====== Dataset extract ======
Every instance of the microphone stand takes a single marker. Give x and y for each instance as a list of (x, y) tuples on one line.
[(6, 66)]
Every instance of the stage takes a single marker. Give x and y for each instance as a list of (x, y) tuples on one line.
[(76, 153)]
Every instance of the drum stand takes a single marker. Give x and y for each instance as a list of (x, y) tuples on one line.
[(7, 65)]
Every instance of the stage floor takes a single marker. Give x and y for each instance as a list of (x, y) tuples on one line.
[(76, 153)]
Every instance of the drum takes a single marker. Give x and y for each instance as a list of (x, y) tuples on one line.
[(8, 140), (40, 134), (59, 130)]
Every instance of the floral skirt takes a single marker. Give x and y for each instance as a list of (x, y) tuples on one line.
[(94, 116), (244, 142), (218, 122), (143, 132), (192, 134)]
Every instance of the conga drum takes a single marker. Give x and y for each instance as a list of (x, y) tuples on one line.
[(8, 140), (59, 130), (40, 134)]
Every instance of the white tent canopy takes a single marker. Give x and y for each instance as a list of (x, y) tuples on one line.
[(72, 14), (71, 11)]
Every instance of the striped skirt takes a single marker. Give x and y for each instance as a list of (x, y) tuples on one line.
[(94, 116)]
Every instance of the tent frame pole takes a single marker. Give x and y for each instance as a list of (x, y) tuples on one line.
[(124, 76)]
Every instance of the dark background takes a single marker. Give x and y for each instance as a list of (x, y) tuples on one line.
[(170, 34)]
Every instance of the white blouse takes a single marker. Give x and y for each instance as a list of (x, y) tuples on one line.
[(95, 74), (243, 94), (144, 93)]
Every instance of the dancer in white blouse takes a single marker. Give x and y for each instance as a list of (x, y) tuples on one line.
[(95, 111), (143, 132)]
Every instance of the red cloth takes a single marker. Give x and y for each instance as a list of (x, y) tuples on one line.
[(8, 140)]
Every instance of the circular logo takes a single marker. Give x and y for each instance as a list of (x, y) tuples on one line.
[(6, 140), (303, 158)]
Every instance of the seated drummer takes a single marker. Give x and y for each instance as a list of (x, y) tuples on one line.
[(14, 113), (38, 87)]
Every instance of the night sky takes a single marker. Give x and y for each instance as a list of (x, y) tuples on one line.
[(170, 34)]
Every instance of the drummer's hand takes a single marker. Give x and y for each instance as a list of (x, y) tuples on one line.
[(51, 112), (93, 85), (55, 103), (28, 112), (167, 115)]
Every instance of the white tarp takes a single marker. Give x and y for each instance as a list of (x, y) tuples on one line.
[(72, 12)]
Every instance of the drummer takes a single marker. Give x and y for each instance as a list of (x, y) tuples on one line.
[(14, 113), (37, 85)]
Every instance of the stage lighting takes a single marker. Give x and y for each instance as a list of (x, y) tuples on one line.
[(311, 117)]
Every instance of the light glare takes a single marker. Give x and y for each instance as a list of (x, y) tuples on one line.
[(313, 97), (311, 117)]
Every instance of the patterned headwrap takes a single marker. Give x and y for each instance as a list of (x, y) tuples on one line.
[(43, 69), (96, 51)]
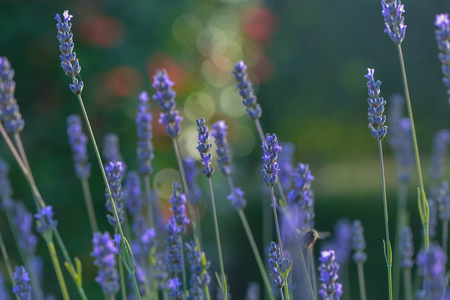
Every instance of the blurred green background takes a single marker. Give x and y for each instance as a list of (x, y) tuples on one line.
[(307, 60)]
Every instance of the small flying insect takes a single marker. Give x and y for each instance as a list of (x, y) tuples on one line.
[(310, 237)]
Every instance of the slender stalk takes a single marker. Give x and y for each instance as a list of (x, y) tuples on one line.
[(407, 284), (89, 205), (413, 132), (251, 239), (149, 201), (99, 160), (186, 192), (387, 250), (362, 282), (219, 247), (401, 222), (55, 261)]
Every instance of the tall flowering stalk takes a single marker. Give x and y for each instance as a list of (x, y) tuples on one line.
[(443, 39), (238, 202), (71, 67), (395, 27), (378, 130), (204, 148)]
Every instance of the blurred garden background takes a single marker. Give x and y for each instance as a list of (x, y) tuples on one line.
[(307, 60)]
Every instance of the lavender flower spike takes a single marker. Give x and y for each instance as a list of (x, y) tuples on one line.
[(392, 13), (443, 39), (165, 97), (10, 116), (245, 87), (104, 252), (144, 134), (329, 288), (270, 167), (69, 60), (77, 141), (376, 107), (204, 147), (224, 159), (114, 173), (22, 287)]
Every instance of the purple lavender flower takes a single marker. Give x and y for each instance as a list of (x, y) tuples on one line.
[(237, 199), (104, 252), (431, 265), (443, 39), (443, 201), (44, 220), (178, 201), (279, 268), (114, 173), (441, 141), (144, 134), (245, 87), (23, 222), (132, 194), (69, 60), (376, 107), (5, 188), (406, 248), (165, 97), (204, 147), (174, 284), (174, 254), (329, 288), (23, 287), (199, 272), (358, 242), (270, 167), (10, 115), (191, 173), (224, 157), (392, 13), (77, 141)]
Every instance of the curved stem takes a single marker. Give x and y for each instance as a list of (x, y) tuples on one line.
[(413, 132), (388, 250), (219, 247)]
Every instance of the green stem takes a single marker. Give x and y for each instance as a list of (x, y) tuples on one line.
[(219, 247), (55, 261), (362, 282), (413, 132), (387, 250), (89, 205), (186, 192)]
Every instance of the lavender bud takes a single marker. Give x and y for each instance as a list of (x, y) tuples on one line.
[(392, 13), (204, 147), (191, 173), (77, 141), (358, 242), (246, 91), (44, 220), (376, 107), (270, 167), (406, 248), (329, 288), (144, 135), (114, 173), (237, 199), (69, 60), (104, 252), (165, 97), (10, 115), (23, 287), (224, 157), (443, 39)]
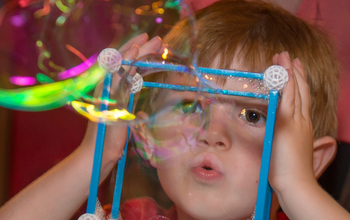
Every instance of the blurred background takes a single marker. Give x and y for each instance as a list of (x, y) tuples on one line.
[(33, 142)]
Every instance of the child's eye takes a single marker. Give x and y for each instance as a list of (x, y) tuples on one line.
[(252, 116), (189, 108)]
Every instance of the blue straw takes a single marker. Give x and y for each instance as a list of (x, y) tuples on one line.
[(96, 167), (207, 90), (263, 204), (120, 171), (184, 69)]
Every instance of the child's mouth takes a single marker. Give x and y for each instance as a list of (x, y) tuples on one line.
[(207, 169)]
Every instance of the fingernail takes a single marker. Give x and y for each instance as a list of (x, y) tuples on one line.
[(142, 36), (298, 62)]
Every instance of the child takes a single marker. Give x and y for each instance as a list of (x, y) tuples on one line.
[(241, 35)]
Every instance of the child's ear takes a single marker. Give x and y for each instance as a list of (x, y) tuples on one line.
[(144, 139), (325, 149)]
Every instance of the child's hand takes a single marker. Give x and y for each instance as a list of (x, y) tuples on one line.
[(115, 136), (292, 151)]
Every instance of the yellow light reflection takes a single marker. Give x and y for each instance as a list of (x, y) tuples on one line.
[(101, 116)]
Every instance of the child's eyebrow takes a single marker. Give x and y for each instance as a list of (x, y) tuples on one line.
[(242, 101)]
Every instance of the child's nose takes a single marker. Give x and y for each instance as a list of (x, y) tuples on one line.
[(215, 130)]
======
• **Exercise details**:
If a record above contains a picture, leave the picture out and transcribe everything else exactly.

• **Result of this task**:
Every instance of the microphone stand takes a single marker. Give x and y for each instance as a list of (x, y) tuples on one line.
[(6, 66)]
Every instance of the stage takes a single marker. Give x and y for each instance as a list of (x, y) tuples on one line.
[(76, 153)]
Every instance of the drum stand takes a single marker. Give x and y for each instance as a list of (x, y) tuples on one line.
[(7, 65)]
Every instance of the stage floor takes a single marker. Give x and y for each instance as a list of (x, y) tuples on one line.
[(76, 153)]
Every instance of the drum takes a single marker. Give x and y for each instance as a list of (x, y) tuples on one line.
[(8, 140), (40, 134), (59, 130)]
Every instance of the floral skirt takes a single marker. Give x and y for each instance as a list of (x, y) tuples on one line.
[(94, 116), (244, 142), (218, 122), (143, 132), (192, 134)]
Every instance of the conga drum takes a single marker. Give x and y for each instance as a list of (x, y) tuples on one line.
[(8, 140), (59, 130), (40, 134)]
Every instance of the white tent canopy takes a single marker. Give x and y for each instance as a list of (x, y) tuples on one line.
[(72, 14), (71, 11)]
Every instance of the striped skirt takes a single marker. Give x and y for each instance as a list of (x, y) tuples on one line.
[(94, 116)]
Every instance of the tent frame pole takes a single marker. Give x and y for each instance as a list of (x, y) tuples on one line.
[(124, 76)]
Every instance of the dark background takes a single marker. Give x and y for each instance as a list of (x, y) tuples on one line.
[(170, 34)]
Every instance of the white blouse takes a single marker. Give x and y for each instance as a list of (x, y) tuples on one line.
[(95, 74), (243, 94), (144, 93)]
Every instance of the dancer in white blouse takes a single marker. Give x and y for each instance as a list of (x, y) tuples on one line.
[(95, 111), (143, 132)]
Every instance of the red cloth takes a single marker. Give x and y for each instance as a list of (x, y) tuples on one line.
[(8, 140)]
Every instance of the circular logo takes a single marker. Give x and y for each instance as a list of (x, y) tuples on one line.
[(6, 140), (303, 158)]
Every instance of the seated drummer takes a single marker. Give x and y for each instance as a list of (x, y) tuples on one line.
[(14, 113), (38, 87)]
Every instance of the night sky takes a single marker. Give x and y for each instance as a list of (x, y) tuples on one line.
[(170, 34)]
Every instance of the drummer's hand takes a single marker. Give x and y for each instance as a list of (x, y) tuples on one line.
[(51, 112), (93, 85), (55, 103), (28, 112), (167, 115)]
Every instance of the white tarp takes a single marker. Give x and y for each instance as a list of (x, y) tuples on one line.
[(72, 12)]
Every instance of the drummer takes a single marker. Give x and y for each instance as a list of (x, y) tuples on one line.
[(14, 113), (37, 85)]
Every instance of the stage lighting takes a single marker. Give x and y for each instance as a list of (x, y) tuples on one line.
[(311, 117)]
Every instance of the light glare takes a single marker. Give x and y for each instance as a list of (x, y) tuples on one line.
[(313, 97), (311, 117)]
Every instance of the patterned headwrap takes a single marker. Give x and y for each instance as a list of (x, y) tuples on one line.
[(43, 69), (96, 51)]
Every instance of the blurred green background takes a single marker. Give x and y for each instance as a list of (x, y) tuples on one line.
[(307, 60)]
Every instance of the small flying insect takes a single marker. Give x and y for each instance as a list of (x, y) tuples on one line.
[(310, 237)]
Every instance of the slender stalk takes a single marker. Give x and y for each instance as a list of (x, y) tuples on one line.
[(407, 284), (89, 205), (413, 132), (251, 239), (149, 201), (99, 160), (186, 192), (387, 250), (362, 282), (219, 247), (401, 222), (55, 261)]
Every instance of the tall flowering stalk takes a single marker. Give x and y for each instance as a list of (x, y) tuples on one line.
[(443, 39), (238, 202), (71, 67), (395, 27), (378, 130), (204, 148)]
Every instance of the blurred garden background takes a single marker. Give x and y for each instance as a list of (x, y) tuples on one line.
[(307, 60)]
Every instance of the lavender flower spike takes a single marker. Give x and y for each instance as a list of (x, y) tuples on one line.
[(392, 13), (443, 39), (165, 97), (10, 116), (245, 87), (104, 252), (144, 134), (329, 288), (270, 167), (69, 60), (77, 141), (376, 107), (204, 147), (224, 159), (114, 173), (22, 287)]
Every instance of the purple lavender flower takes a single marker. Give x and y for each instance as a list of (x, y) tuples on one line.
[(237, 199), (104, 252), (431, 265), (443, 39), (443, 201), (44, 220), (178, 201), (279, 268), (114, 173), (441, 141), (144, 134), (245, 87), (23, 222), (132, 194), (69, 60), (376, 107), (5, 188), (406, 248), (165, 97), (204, 147), (174, 284), (174, 254), (329, 288), (23, 287), (199, 272), (358, 242), (270, 167), (10, 115), (191, 173), (224, 157), (392, 13), (77, 141)]
Every instance of the curved stem takes a single marker. Give x and y for each instance as a list of (x, y) tuples on one line.
[(413, 132), (388, 250), (219, 247)]
Every instance of the green stem takes a single marker. Give x and y for each instance as a list of (x, y) tuples on one line.
[(219, 247), (55, 261), (362, 282), (413, 132), (387, 250), (89, 205), (186, 192)]
Every instance of the lavender bud takes a single marker. Give x and y for each instance as a list of (x, y) tuples on one line.
[(392, 13), (204, 147), (191, 173), (77, 141), (358, 242), (246, 91), (44, 220), (376, 107), (270, 167), (406, 248), (329, 288), (144, 135), (114, 173), (237, 199), (69, 60), (104, 252), (165, 97), (10, 115), (23, 287), (224, 157), (443, 39)]
Every instance of the blurred background takes a single marker. Give x and y for each instance as a list of (x, y) tuples on one line.
[(33, 142)]
Every instance of the child's eye takes a single marker. Give x and y for each instance as a list of (x, y) tuples on one line.
[(252, 116), (189, 108)]
Every instance of the blue straw takes a single marker. Give x and y for each instance as a list of (x, y) tuples on one line.
[(96, 167), (207, 90), (263, 204), (120, 171), (184, 69)]
Every instance of the child's mouth takes a single marker. Give x and y for each instance as a list of (x, y) tuples on one line.
[(207, 169)]
Every instance of the fingernail takes a single marker. Give x and y for each instance as a list of (x, y) tuples on one line.
[(142, 36), (298, 62)]
Every instance of the child takes a single marker. Give x and y for each instance as a list of (x, y) tuples on one line.
[(241, 35)]
Every instance of the child's ear takes a single marker. Give x and y for each instance as a list of (x, y) tuples on one line.
[(144, 139), (325, 149)]
Every instance of the child's hand takes a single marker. Give x and y for each instance as a list of (x, y) tuples on one line.
[(115, 136), (292, 151)]
Every instance of the yellow light reflection takes a single marker. Give x and y for each instance as a list of (x, y) tuples on one line.
[(101, 116)]
Every instance of the child's eyebrow takes a single marker. Give x and y for each instance as a list of (x, y) tuples on one line.
[(242, 101)]
Every instance of the child's nose takes a single marker. Give x and y for each instance as a list of (x, y) tuples on one line.
[(215, 130)]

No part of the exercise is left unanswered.